**Exercise prompt:**
In the records below, find the line containing "Where can you find the black sedan"; give it again exactly, along with every line that follows, and nothing else.

━━ Material for this exercise

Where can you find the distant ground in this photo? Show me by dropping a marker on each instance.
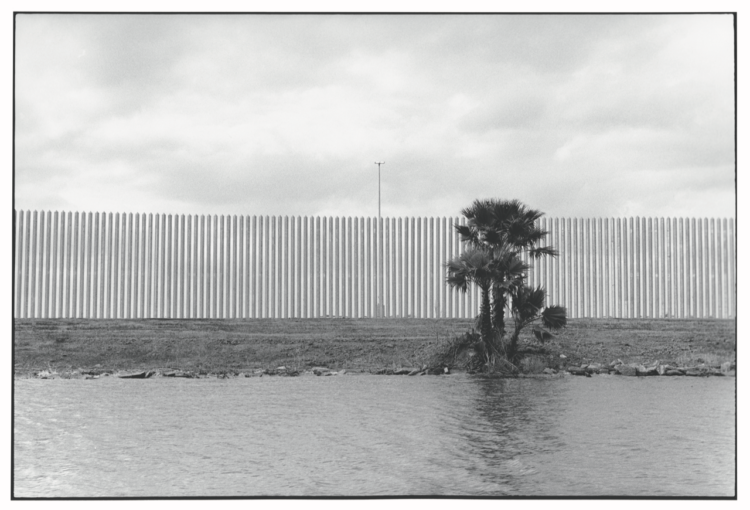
(217, 346)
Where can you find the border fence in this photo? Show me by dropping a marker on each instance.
(113, 265)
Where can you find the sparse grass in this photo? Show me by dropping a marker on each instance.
(354, 344)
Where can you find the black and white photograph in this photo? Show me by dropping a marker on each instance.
(347, 254)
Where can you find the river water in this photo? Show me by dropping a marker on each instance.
(367, 435)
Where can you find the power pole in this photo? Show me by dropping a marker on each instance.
(379, 247)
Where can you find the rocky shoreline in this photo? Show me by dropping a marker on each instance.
(616, 367)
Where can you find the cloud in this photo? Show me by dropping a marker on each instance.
(285, 114)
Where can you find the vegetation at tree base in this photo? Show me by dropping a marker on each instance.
(498, 234)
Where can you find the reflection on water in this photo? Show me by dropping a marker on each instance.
(369, 435)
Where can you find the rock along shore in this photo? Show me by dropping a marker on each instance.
(617, 367)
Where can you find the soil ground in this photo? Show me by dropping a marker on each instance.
(65, 345)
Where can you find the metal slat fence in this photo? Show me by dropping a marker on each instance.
(112, 265)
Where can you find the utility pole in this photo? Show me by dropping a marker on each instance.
(379, 247)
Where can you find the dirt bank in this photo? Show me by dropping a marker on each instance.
(225, 346)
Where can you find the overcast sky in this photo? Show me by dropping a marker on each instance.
(585, 116)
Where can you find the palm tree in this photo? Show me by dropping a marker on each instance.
(506, 229)
(474, 266)
(527, 308)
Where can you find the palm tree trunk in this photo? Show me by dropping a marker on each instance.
(499, 300)
(485, 318)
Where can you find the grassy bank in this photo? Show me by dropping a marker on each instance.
(218, 346)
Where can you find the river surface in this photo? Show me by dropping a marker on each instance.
(375, 436)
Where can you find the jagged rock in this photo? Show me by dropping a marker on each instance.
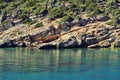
(70, 41)
(117, 43)
(6, 42)
(94, 46)
(19, 44)
(28, 40)
(65, 26)
(47, 45)
(9, 24)
(45, 32)
(103, 18)
(82, 22)
(104, 44)
(91, 40)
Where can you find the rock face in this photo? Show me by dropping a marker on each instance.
(95, 36)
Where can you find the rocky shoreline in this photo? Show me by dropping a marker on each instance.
(96, 35)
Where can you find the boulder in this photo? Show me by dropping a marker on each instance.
(117, 43)
(70, 41)
(47, 45)
(91, 40)
(105, 44)
(94, 46)
(43, 33)
(82, 22)
(28, 40)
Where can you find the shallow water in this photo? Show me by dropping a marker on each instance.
(64, 64)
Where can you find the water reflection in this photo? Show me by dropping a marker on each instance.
(64, 60)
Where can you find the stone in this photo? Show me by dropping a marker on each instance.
(105, 44)
(91, 40)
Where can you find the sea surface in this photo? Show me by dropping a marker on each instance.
(63, 64)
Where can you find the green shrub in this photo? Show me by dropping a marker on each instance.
(39, 25)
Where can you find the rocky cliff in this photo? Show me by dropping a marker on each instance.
(93, 35)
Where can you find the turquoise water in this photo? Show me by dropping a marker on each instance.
(64, 64)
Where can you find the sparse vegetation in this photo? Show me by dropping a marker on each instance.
(65, 9)
(39, 25)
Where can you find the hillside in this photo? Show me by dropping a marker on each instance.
(40, 23)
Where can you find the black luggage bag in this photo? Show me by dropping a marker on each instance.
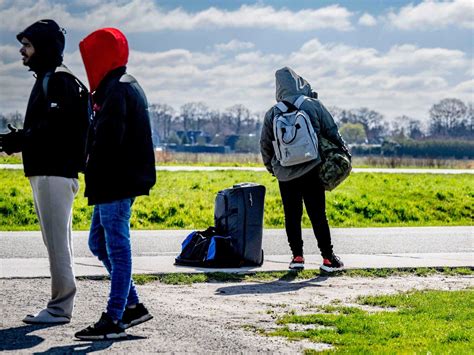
(238, 213)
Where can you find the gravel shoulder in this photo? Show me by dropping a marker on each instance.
(198, 318)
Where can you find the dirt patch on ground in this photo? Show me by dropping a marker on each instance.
(199, 318)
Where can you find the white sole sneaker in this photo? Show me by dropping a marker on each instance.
(44, 317)
(330, 269)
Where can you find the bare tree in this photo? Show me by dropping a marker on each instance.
(373, 122)
(448, 118)
(194, 115)
(161, 117)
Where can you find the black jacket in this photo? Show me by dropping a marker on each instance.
(51, 141)
(121, 161)
(51, 138)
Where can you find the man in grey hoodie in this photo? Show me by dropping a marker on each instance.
(300, 183)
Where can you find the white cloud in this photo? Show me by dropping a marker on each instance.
(145, 16)
(234, 45)
(406, 79)
(367, 20)
(430, 15)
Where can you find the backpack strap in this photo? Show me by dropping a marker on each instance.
(282, 107)
(61, 69)
(299, 101)
(285, 106)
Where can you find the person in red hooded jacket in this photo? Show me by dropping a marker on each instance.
(120, 166)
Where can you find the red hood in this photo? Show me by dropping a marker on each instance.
(102, 51)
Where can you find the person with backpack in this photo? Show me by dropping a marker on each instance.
(290, 152)
(120, 166)
(52, 144)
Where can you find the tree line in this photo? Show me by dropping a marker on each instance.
(449, 118)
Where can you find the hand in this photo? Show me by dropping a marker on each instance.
(11, 142)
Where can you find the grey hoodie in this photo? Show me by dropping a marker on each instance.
(290, 86)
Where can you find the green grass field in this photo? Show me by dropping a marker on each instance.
(418, 322)
(185, 200)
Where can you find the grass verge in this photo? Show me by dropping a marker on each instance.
(188, 279)
(185, 200)
(438, 322)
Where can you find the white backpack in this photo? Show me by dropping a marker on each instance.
(295, 140)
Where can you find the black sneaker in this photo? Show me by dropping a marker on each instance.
(135, 316)
(332, 264)
(105, 328)
(297, 263)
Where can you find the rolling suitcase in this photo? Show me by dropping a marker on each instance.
(238, 213)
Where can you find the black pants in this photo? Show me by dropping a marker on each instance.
(309, 189)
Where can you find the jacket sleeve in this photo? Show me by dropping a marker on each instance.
(266, 139)
(56, 125)
(110, 125)
(329, 128)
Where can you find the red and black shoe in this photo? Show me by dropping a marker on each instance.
(332, 264)
(297, 263)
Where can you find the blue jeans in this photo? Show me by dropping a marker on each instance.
(109, 240)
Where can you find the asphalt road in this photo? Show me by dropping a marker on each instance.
(345, 240)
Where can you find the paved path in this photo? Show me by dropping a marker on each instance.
(355, 170)
(23, 255)
(364, 241)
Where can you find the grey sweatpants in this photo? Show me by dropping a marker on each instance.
(53, 197)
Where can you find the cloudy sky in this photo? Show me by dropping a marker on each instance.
(397, 57)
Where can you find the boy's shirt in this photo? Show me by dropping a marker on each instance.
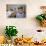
(20, 15)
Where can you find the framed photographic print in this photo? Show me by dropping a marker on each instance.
(15, 11)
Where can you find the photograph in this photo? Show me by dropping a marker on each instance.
(15, 11)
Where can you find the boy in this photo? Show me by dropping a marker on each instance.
(20, 13)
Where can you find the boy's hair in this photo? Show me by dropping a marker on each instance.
(20, 8)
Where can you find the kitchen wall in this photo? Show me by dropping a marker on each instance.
(26, 26)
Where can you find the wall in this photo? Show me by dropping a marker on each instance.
(25, 26)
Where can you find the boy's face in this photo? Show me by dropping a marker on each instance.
(44, 10)
(20, 10)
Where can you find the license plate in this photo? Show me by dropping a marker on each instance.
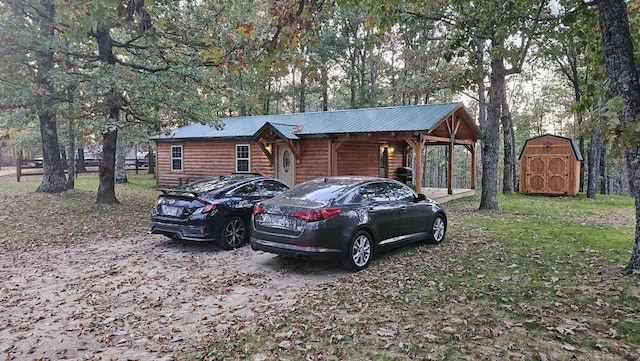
(171, 211)
(275, 220)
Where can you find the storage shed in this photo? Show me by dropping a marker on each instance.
(550, 165)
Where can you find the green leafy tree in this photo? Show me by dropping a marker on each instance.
(618, 49)
(27, 43)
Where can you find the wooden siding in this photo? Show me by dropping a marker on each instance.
(315, 159)
(362, 157)
(548, 166)
(202, 159)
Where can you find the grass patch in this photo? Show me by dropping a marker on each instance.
(29, 218)
(538, 280)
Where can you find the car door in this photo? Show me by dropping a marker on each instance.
(412, 215)
(382, 217)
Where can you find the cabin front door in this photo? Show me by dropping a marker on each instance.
(285, 165)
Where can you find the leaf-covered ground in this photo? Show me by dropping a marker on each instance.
(85, 282)
(538, 280)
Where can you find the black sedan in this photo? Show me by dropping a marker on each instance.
(346, 219)
(214, 209)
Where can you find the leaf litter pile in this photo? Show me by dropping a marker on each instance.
(86, 282)
(111, 292)
(137, 298)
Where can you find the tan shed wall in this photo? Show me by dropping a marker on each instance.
(548, 166)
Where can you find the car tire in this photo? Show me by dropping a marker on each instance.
(234, 233)
(360, 251)
(438, 229)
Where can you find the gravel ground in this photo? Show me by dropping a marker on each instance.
(143, 298)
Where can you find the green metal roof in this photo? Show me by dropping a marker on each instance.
(300, 125)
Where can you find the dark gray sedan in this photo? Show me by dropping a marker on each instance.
(346, 219)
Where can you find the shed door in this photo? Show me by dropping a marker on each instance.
(548, 174)
(285, 164)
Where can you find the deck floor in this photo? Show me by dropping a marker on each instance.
(441, 195)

━━━━

**Full response:**
Where can you find the black sedan in this photo? Show me by dropping a marker on each instance.
(346, 219)
(214, 209)
Where can you find the leaf litter pile in this photo? Show me by dropping a marker on each instance.
(86, 282)
(111, 292)
(137, 298)
Where can you find the tan shed wall in this photo? Show me by dropping a marker on each instance.
(548, 166)
Where can you find the car tire in this photo? Show me by dropping a marker on each instance.
(234, 233)
(360, 251)
(438, 229)
Where can you find the gravel ground in this photo? Show me by dropping a marker on each instance.
(143, 298)
Where can you find the green metal roof in this photo? Show me by dropping a marker on each instance.
(300, 125)
Where can you find the dark gray sedan in this photo? Show me by dropping a marker on each instance.
(346, 219)
Where can you find the shed door in this photo? Show me by dropping a marker on each instance.
(548, 174)
(285, 164)
Where can you find the deck floor in this photo? Show me by dropping a marker on each instance.
(441, 195)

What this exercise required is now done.